>> Begin RECORD EXCERPTS

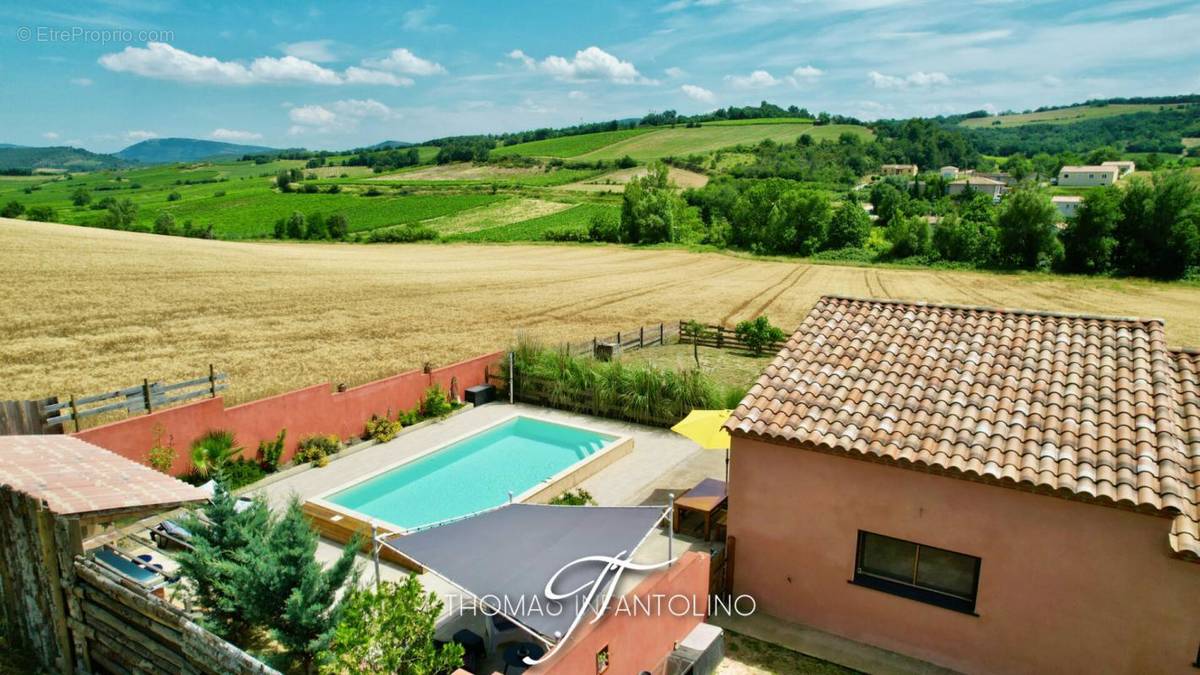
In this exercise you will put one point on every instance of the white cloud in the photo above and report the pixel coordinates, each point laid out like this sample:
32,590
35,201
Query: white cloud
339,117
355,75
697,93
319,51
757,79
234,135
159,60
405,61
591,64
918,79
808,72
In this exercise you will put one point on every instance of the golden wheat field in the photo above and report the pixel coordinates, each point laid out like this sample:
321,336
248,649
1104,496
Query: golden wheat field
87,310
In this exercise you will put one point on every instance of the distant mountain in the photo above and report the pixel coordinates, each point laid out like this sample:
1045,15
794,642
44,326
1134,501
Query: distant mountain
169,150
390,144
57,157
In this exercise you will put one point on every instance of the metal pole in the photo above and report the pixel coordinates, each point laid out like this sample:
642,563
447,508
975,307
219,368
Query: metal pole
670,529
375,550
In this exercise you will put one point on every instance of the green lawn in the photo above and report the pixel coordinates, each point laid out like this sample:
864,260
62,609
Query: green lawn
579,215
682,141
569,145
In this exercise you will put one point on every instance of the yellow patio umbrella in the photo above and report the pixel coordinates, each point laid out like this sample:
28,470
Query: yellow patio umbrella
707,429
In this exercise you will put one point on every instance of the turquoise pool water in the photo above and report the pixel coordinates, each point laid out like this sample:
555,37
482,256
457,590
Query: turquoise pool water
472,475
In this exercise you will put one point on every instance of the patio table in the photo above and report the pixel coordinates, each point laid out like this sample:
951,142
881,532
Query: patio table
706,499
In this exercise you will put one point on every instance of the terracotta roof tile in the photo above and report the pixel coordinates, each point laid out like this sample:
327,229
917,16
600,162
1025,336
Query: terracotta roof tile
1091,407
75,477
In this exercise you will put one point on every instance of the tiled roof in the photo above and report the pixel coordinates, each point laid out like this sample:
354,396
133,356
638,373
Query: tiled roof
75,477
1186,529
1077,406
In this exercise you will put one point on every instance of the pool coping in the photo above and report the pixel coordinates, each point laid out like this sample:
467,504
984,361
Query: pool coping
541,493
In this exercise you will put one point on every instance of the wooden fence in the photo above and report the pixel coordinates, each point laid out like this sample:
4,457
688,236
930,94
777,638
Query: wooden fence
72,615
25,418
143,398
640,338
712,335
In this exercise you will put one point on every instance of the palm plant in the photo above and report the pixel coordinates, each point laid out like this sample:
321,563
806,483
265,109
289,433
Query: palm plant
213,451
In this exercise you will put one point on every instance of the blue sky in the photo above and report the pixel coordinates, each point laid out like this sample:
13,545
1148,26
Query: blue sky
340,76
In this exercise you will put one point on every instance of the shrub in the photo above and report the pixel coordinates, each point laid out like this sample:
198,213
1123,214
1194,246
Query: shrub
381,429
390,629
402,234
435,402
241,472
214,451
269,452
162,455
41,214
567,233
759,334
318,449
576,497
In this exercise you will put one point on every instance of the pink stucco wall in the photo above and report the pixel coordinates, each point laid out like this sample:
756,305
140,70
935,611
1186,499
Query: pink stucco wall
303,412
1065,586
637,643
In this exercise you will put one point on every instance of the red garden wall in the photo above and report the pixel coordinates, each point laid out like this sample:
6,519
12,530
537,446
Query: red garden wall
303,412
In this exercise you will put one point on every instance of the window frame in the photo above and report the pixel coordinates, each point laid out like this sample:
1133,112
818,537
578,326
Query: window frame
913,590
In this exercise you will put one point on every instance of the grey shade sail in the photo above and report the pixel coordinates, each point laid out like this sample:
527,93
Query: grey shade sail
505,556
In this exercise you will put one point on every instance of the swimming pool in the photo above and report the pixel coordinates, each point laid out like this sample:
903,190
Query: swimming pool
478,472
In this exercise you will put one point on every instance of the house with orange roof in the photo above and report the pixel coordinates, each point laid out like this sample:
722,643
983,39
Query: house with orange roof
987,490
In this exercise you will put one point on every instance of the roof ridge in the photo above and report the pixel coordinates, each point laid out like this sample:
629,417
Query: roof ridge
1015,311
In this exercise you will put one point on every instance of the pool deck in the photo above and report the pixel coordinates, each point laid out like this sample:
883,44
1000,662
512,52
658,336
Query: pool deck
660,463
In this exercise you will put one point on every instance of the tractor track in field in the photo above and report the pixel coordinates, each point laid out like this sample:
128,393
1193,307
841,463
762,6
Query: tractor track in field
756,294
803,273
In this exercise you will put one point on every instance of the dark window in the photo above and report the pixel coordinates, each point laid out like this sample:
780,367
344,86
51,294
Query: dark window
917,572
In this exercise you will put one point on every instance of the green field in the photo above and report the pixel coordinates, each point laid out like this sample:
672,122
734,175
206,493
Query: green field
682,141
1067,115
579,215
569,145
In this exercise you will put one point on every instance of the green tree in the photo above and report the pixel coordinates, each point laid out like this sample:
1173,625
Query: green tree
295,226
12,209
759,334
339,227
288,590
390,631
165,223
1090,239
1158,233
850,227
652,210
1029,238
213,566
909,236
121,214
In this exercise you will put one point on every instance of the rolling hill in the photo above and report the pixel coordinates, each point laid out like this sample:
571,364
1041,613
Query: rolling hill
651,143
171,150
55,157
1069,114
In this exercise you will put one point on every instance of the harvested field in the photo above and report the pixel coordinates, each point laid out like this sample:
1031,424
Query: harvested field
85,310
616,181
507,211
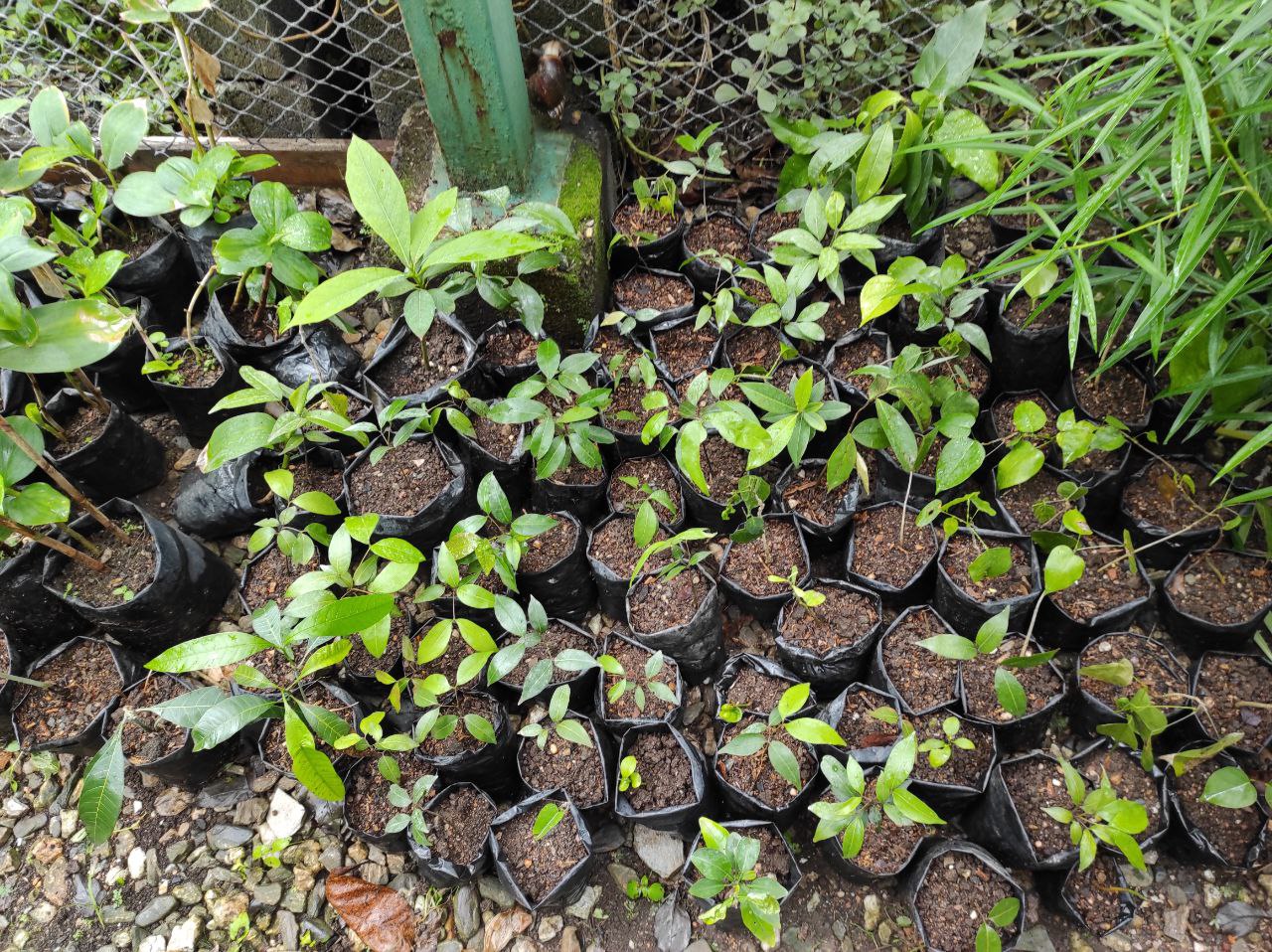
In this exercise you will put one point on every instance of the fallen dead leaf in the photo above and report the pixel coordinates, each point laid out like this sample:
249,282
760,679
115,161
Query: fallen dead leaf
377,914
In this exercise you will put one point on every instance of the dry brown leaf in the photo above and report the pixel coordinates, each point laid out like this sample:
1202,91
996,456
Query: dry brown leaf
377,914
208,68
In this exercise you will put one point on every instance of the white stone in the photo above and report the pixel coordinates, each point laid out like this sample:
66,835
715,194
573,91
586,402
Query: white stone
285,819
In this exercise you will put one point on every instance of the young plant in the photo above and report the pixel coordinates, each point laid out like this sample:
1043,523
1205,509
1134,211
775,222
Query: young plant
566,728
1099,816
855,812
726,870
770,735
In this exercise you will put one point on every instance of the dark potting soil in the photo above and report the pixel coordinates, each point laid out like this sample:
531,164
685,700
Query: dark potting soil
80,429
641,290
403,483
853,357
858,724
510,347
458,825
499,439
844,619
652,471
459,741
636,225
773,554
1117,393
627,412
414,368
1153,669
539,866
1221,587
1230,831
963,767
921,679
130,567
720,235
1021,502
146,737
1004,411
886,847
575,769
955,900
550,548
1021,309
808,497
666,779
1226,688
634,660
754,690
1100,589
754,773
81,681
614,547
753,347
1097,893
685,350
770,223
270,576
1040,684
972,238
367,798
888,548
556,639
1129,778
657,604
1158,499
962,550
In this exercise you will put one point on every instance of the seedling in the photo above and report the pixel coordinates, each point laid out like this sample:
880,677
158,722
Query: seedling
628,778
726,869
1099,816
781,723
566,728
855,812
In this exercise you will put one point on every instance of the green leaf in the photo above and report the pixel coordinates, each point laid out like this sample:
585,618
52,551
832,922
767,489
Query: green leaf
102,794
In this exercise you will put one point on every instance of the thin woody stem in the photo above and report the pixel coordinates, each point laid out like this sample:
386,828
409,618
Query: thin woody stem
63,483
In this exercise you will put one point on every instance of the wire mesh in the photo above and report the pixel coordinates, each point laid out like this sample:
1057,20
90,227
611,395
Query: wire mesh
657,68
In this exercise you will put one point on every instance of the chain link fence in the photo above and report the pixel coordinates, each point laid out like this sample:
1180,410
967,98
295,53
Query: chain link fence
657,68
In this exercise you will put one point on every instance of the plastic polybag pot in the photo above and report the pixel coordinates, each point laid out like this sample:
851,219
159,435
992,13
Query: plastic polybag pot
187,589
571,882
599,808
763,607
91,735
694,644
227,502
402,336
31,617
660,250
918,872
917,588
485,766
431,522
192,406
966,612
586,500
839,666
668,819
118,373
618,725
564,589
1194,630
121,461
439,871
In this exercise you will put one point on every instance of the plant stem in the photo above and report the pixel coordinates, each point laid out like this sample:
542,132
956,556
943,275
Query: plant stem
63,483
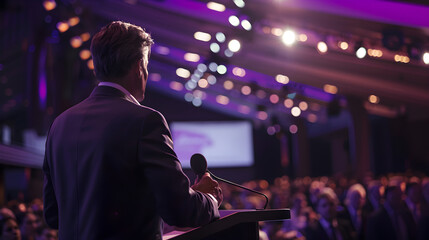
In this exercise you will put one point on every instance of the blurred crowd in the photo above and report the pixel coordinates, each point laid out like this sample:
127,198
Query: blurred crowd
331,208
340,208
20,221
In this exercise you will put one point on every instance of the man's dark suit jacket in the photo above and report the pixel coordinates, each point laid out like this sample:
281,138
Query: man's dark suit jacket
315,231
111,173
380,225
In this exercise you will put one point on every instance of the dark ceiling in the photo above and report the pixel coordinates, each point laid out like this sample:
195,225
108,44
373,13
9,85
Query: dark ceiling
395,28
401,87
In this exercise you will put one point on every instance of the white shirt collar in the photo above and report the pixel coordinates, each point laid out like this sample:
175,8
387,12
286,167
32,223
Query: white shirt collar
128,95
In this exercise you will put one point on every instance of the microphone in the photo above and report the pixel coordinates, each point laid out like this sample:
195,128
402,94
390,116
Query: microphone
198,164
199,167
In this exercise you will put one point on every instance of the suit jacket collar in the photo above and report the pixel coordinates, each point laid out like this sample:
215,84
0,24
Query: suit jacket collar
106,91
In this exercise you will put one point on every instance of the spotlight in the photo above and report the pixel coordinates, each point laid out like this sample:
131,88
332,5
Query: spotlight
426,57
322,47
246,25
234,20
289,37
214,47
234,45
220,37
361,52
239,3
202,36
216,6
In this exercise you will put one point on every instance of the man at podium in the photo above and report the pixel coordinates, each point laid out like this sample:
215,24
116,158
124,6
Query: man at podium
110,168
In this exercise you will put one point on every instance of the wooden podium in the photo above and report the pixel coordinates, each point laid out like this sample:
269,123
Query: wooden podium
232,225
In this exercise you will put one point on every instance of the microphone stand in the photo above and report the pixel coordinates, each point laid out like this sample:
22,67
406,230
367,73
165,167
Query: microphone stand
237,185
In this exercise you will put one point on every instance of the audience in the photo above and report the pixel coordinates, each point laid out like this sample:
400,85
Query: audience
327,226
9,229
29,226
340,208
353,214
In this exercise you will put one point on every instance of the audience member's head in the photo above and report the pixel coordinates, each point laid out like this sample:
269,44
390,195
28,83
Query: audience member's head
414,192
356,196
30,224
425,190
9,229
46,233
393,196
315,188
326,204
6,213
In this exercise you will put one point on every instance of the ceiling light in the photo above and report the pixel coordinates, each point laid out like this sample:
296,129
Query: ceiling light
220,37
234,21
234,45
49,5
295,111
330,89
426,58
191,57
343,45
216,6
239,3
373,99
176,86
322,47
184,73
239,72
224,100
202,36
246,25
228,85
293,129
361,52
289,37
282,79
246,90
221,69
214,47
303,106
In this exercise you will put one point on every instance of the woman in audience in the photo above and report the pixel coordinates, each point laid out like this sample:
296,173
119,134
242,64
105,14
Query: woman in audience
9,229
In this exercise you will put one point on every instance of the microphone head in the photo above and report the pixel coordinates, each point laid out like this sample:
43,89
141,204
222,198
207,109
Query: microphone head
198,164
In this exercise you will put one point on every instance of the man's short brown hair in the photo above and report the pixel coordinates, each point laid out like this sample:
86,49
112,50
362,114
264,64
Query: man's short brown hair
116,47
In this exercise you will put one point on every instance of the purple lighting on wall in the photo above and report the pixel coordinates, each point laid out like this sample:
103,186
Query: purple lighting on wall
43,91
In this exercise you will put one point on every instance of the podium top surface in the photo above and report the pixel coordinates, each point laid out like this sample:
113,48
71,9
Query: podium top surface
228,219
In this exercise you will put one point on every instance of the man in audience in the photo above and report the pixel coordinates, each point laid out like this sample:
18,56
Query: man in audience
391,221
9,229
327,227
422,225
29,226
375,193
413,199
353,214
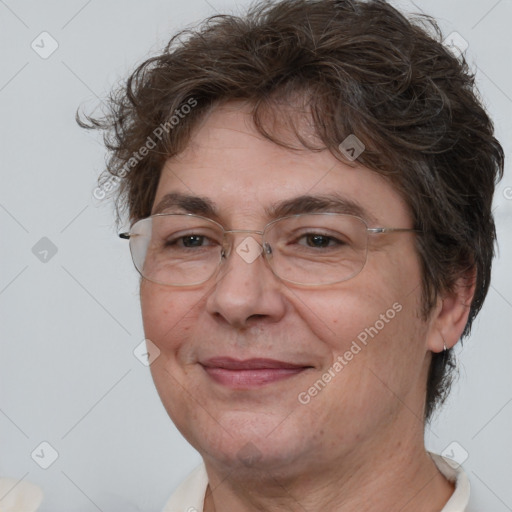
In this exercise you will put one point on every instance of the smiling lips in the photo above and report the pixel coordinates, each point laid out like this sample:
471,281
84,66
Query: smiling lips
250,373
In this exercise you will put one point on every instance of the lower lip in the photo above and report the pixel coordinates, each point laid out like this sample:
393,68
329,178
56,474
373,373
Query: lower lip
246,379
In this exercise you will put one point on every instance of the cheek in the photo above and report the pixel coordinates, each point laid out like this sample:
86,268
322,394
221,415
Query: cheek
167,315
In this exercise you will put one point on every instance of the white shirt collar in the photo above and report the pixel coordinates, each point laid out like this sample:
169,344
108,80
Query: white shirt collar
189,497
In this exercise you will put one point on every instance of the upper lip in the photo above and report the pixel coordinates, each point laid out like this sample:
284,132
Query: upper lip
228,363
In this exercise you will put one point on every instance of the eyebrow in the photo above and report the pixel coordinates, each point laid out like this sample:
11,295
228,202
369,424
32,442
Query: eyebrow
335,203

>> End RECORD EXCERPTS

▶ AIM: Reproduce, word for word, every line starting at the line that contains "of the upper" and ending with the final line of the entries.

▶ WRITTEN SOLUTION:
In this exercise you will put one point on every instance of the upper lip in the photo above and report the pixel coordinates, each point laid out like this sample:
284,132
Query: upper lip
228,363
In this exercise you will put one point on every instance of the eyebrow in the photo above and report the pixel coordinates, each point laid out like this sample:
11,295
228,202
369,424
32,442
Query: eyebrow
335,203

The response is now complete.